Exercise brief
Rescale the records from the line with "Target: kitten's face" through the last line of the records, both ends included. Rewrite only those lines, requests and all, multiplying each polygon coordinate in the answers by 2.4 and rounding to whole numbers with halves rounded up.

* begin Raw records *

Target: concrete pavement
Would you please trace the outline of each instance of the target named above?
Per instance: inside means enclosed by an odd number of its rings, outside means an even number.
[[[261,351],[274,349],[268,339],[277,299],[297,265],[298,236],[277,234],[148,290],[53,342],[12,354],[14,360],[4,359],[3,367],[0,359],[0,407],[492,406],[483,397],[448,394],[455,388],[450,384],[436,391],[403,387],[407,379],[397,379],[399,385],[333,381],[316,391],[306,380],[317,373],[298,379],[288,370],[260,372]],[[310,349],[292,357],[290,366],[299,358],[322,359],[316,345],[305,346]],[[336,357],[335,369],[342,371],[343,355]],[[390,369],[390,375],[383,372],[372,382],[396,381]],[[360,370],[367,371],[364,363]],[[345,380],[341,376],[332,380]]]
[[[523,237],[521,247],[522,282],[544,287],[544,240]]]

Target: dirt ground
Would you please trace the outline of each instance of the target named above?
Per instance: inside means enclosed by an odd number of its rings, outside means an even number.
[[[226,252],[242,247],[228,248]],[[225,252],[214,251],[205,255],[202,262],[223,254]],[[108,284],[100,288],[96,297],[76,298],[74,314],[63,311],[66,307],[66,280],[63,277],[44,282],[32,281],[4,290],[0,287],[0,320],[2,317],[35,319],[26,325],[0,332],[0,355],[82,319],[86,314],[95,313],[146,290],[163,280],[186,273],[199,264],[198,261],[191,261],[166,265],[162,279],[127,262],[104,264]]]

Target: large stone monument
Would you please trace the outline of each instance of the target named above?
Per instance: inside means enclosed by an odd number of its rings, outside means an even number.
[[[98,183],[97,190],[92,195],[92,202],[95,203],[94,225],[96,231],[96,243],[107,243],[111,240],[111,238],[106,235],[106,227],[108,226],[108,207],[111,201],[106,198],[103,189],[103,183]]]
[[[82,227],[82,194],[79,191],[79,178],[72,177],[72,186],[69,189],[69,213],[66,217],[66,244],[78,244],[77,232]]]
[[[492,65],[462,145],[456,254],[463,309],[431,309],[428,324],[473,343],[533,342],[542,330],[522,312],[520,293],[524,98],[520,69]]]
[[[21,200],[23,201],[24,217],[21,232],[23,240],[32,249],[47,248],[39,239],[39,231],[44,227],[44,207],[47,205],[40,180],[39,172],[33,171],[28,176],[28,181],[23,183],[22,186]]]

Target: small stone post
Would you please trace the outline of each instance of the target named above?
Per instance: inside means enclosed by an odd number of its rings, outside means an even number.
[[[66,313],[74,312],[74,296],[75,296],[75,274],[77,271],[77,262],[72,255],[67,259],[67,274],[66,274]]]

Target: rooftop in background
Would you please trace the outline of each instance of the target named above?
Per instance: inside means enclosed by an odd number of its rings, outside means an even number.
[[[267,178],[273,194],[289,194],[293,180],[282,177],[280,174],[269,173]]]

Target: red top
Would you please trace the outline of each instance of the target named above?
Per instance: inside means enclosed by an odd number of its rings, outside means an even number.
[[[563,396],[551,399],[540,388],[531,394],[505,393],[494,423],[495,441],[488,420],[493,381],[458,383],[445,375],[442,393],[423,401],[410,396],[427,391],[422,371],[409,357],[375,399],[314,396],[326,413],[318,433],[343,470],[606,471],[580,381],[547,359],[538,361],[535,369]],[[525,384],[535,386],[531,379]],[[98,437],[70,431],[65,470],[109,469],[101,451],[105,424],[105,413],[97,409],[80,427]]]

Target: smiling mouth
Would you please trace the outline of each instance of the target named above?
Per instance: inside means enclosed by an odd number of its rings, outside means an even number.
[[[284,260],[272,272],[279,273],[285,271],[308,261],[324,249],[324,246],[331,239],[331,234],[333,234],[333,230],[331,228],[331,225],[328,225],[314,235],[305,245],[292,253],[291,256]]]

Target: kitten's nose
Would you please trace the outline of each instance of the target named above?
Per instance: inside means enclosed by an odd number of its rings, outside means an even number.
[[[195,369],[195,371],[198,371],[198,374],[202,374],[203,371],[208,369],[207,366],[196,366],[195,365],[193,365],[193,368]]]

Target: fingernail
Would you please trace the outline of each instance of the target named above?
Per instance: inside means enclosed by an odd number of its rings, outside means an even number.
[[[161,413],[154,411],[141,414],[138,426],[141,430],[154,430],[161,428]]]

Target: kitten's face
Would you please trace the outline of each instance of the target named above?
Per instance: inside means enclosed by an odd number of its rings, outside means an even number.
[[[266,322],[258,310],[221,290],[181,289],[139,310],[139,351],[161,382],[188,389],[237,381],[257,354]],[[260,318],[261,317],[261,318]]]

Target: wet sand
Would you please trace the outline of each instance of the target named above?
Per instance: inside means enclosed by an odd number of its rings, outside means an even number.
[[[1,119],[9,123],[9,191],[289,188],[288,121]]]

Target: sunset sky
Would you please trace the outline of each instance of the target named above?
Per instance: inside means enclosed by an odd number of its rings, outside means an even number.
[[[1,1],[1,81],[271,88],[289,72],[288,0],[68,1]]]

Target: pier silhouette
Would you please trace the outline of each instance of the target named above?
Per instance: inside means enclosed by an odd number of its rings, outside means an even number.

* end Raw records *

Response
Target: kitten's face
Would you please trace the outline of each instance of the target named above?
Per instance: inside means enclosed by an odd number of its rings, outside means an even number.
[[[638,773],[619,744],[530,696],[434,694],[334,744],[334,842],[386,917],[451,934],[569,914],[617,850]],[[624,763],[626,761],[626,763]]]

Target: wet sand
Would you please trace the outline of each instance of the target named above?
Per instance: inside means enclosed by an odd number of its rings, outside means an even number.
[[[2,286],[22,295],[22,458],[694,451],[691,290]]]

Target: sunset sky
Would you please trace the outline of each instance of the target named above?
Per instance: inside means enclosed by an odd number of its rings, outside means an even number.
[[[2,2],[2,194],[650,211],[694,173],[691,0],[163,2]]]

Target: pier silhouette
Would you please trace the outline of each instance of the target named above?
Per instance: inside means enclosed by an odd number of its rings, outside means an even number.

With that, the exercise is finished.